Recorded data
────────────────────

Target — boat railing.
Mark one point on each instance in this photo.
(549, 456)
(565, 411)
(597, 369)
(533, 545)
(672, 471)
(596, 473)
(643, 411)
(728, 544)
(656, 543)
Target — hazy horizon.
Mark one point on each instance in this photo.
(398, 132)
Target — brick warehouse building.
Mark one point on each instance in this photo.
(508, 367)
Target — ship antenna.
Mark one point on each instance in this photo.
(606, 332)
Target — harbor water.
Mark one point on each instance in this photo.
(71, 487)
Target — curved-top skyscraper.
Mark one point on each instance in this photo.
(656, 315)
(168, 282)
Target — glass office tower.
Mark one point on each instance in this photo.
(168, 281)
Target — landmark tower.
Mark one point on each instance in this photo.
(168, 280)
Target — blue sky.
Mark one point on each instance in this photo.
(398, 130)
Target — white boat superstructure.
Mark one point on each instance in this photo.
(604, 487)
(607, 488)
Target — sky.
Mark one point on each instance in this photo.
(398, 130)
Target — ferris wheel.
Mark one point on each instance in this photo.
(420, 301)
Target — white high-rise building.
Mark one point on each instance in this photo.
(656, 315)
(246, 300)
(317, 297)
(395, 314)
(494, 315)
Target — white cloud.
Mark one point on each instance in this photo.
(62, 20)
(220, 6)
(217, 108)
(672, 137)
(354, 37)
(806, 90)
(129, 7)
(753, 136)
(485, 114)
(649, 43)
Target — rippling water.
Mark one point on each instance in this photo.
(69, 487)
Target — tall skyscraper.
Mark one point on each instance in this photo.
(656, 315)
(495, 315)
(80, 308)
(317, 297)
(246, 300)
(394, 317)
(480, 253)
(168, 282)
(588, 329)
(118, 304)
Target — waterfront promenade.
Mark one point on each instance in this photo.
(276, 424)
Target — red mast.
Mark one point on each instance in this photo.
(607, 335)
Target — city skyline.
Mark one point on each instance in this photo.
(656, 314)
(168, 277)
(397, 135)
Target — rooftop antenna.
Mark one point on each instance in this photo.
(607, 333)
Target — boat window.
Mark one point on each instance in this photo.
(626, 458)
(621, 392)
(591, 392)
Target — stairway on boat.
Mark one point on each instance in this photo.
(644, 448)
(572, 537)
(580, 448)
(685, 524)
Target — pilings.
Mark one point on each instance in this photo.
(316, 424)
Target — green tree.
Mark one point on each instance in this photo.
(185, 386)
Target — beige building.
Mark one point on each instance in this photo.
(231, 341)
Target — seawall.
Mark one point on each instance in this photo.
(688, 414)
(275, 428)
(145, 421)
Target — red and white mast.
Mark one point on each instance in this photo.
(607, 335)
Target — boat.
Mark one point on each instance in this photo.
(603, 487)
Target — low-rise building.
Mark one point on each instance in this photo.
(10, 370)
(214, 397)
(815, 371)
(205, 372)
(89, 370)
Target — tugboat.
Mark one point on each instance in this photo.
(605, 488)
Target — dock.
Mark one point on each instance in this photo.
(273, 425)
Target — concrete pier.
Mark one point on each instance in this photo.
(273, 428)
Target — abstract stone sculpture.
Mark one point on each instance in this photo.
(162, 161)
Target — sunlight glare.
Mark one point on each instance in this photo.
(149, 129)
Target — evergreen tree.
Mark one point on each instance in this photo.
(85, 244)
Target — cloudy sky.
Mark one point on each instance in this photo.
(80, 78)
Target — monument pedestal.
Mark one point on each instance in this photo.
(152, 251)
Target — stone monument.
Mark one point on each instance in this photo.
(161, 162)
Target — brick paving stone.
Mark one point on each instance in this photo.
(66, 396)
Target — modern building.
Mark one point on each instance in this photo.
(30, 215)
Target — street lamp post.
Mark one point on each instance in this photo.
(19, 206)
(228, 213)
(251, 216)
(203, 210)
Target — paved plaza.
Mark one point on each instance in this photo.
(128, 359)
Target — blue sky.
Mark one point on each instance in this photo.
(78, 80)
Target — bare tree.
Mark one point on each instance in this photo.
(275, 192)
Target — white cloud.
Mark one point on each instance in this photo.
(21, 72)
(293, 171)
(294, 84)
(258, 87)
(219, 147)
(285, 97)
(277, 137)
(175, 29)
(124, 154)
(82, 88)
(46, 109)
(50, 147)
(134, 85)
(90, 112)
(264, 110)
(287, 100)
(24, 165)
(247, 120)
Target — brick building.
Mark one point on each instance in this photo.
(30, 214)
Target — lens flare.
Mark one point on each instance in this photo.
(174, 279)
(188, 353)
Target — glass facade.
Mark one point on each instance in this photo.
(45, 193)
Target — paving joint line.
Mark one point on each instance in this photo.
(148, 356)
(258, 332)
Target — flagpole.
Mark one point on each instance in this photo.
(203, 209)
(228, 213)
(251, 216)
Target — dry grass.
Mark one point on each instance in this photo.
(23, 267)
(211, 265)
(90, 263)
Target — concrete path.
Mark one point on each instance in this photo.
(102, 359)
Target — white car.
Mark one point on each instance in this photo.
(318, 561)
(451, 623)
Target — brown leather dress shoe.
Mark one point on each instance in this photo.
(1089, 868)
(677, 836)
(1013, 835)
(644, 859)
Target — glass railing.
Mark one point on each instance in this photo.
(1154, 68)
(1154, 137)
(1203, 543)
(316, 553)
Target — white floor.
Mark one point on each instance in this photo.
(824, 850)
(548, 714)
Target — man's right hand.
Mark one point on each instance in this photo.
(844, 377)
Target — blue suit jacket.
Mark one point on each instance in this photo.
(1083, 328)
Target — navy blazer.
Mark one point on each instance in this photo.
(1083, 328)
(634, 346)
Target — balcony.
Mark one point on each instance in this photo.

────────────────────

## Work required
Output all records verbatim.

## Response to this task
Target — boat railing.
Mark one point on each instance in this photo.
(549, 456)
(565, 411)
(597, 369)
(533, 545)
(672, 471)
(596, 473)
(643, 411)
(728, 544)
(656, 543)
Target — hazy horizon.
Mark one point on each instance in this photo.
(398, 132)
Target — brick warehouse building.
Mark one point on each instance in this photo.
(508, 367)
Target — ship antenna.
Mark one point on each instance in this photo.
(606, 332)
Target — harbor water.
Mark one point on each instance in this photo.
(71, 487)
Target — curved-top skyscraper.
Mark one point on each instance in this photo.
(656, 315)
(168, 282)
Target — glass office tower.
Mark one point on each instance in this photo.
(168, 281)
Target — landmark tower.
Mark one point on each instance in this photo.
(168, 280)
Target — blue sky.
Mark one point on each instance in this photo.
(398, 130)
Target — white boat superstructure.
Mark one point on each instance in this photo.
(604, 487)
(607, 488)
Target — sky.
Mark one point on each instance in this photo.
(398, 130)
Target — ferris wheel.
Mark one point on each instance in this photo.
(420, 301)
Target — white high-rise building.
Mark one point on each instance in this photo.
(656, 315)
(246, 300)
(317, 297)
(395, 314)
(494, 315)
Target — white cloud.
Mark one point on each instance in this photo.
(62, 20)
(220, 6)
(217, 108)
(672, 137)
(354, 37)
(806, 90)
(129, 7)
(753, 136)
(485, 114)
(649, 43)
Target — rippling water.
Mark one point on each instance in this photo.
(69, 487)
Target — tall skyscraper.
Mark one point on each instance in this photo.
(656, 315)
(495, 315)
(80, 308)
(317, 297)
(246, 300)
(394, 317)
(480, 253)
(168, 282)
(588, 329)
(118, 304)
Target — waterfront promenade.
Mark one point on each instance in this photo.
(276, 424)
Target — red mast.
Mark one point on each instance in this photo.
(607, 335)
Target — city skyline.
Mark one point on each instance in this photo.
(656, 314)
(168, 277)
(397, 135)
Target — rooftop antenna.
Mark one point on each instance in this photo.
(607, 333)
Target — boat window.
Mark one point on each instance in this photo.
(626, 458)
(621, 392)
(591, 392)
Target — stairway on boat.
Mark one point on each instance in this photo.
(644, 448)
(572, 537)
(580, 448)
(685, 524)
Target — pilings.
Mark one point on each instance in this photo.
(316, 424)
Target — green tree.
Mark one point on each instance in this photo.
(185, 386)
Target — beige building.
Mark one point on each instance in this photo.
(231, 341)
Target — seawall.
Mark one point on each instance in this photo.
(688, 414)
(275, 428)
(145, 421)
Target — red and white mast.
Mark one point on each instance in this photo.
(607, 335)
Target — boat.
Mark one point on each instance in this photo.
(603, 487)
Target — low-rise building.
Mark one point on each instance in this photo.
(10, 370)
(214, 397)
(815, 371)
(205, 372)
(89, 370)
Target — tugboat.
Mark one point on each instance in this photo.
(605, 488)
Target — dock.
Mark one point on each instance in this photo.
(273, 425)
Target — concrete pier.
Mark one point on each instance in this photo.
(273, 428)
Target — abstract stone sculpture.
Mark one point on each instance in this photo.
(162, 161)
Target — sunlight glare.
Mark one point on each instance in this photo.
(149, 129)
Target — evergreen tree.
Mark one point on each instance in this photo.
(85, 244)
Target — cloudy sky.
Mark one point on each instance in this photo.
(80, 78)
Target — monument pedestal.
Mark one point on each instance in this photo.
(152, 251)
Target — stone monument.
Mark one point on each instance in this photo.
(161, 162)
Target — brick paving stone.
Mark one point on each instance in this photo.
(66, 396)
Target — modern building.
Mark one point on each instance in this photo.
(30, 215)
Target — street lamp post.
Mark one point on each instance in this photo.
(19, 206)
(228, 213)
(251, 216)
(203, 210)
Target — paved plaza.
Mark one point on each instance in this photo.
(128, 359)
Target — blue sky.
Mark one point on each instance in this photo.
(78, 80)
Target — bare tree.
Mark one point on each instance in this photo.
(275, 192)
Target — white cloud.
Mark one point on each instance in this photo.
(21, 72)
(293, 171)
(294, 84)
(258, 87)
(219, 147)
(285, 97)
(277, 137)
(175, 29)
(124, 154)
(82, 88)
(46, 109)
(50, 147)
(134, 85)
(90, 112)
(264, 110)
(287, 100)
(24, 165)
(247, 120)
Target — brick building.
Mark one point on each instance in this photo.
(30, 214)
Target — lens flare.
Mark one point on each instance in this photo.
(174, 279)
(188, 353)
Target — glass facade.
Mark one point on each instance in this photo.
(45, 193)
Target — paving joint line.
Mark one point on each instance in this photo.
(148, 356)
(258, 332)
Target — flagpole.
Mark one point on each instance in this photo.
(203, 209)
(228, 213)
(251, 216)
Target — dry grass.
Mark one point on each instance in this photo.
(23, 267)
(211, 265)
(90, 263)
Target — concrete path.
Mark one point on each instance in this photo.
(102, 359)
Target — white car.
Mark one point on each instance in this photo.
(318, 561)
(451, 623)
Target — brown leather dress shoe.
Mark one point on each instance in this photo.
(1089, 868)
(677, 836)
(1013, 835)
(644, 859)
Target — glass railing.
Mark one point on each instance in this photo.
(1154, 68)
(1154, 137)
(1203, 543)
(316, 553)
Target — white floor.
Mark one point on each instance in this photo.
(824, 850)
(548, 714)
Target — man's right hand.
Mark one point on each instance in this photo.
(844, 377)
Target — blue suit jacket.
Mark one point on each instance in this photo.
(1083, 328)
Target — navy blazer.
Mark one point on each instance in this photo.
(1083, 328)
(634, 346)
Target — balcony.
Mark one point on each instance in this photo.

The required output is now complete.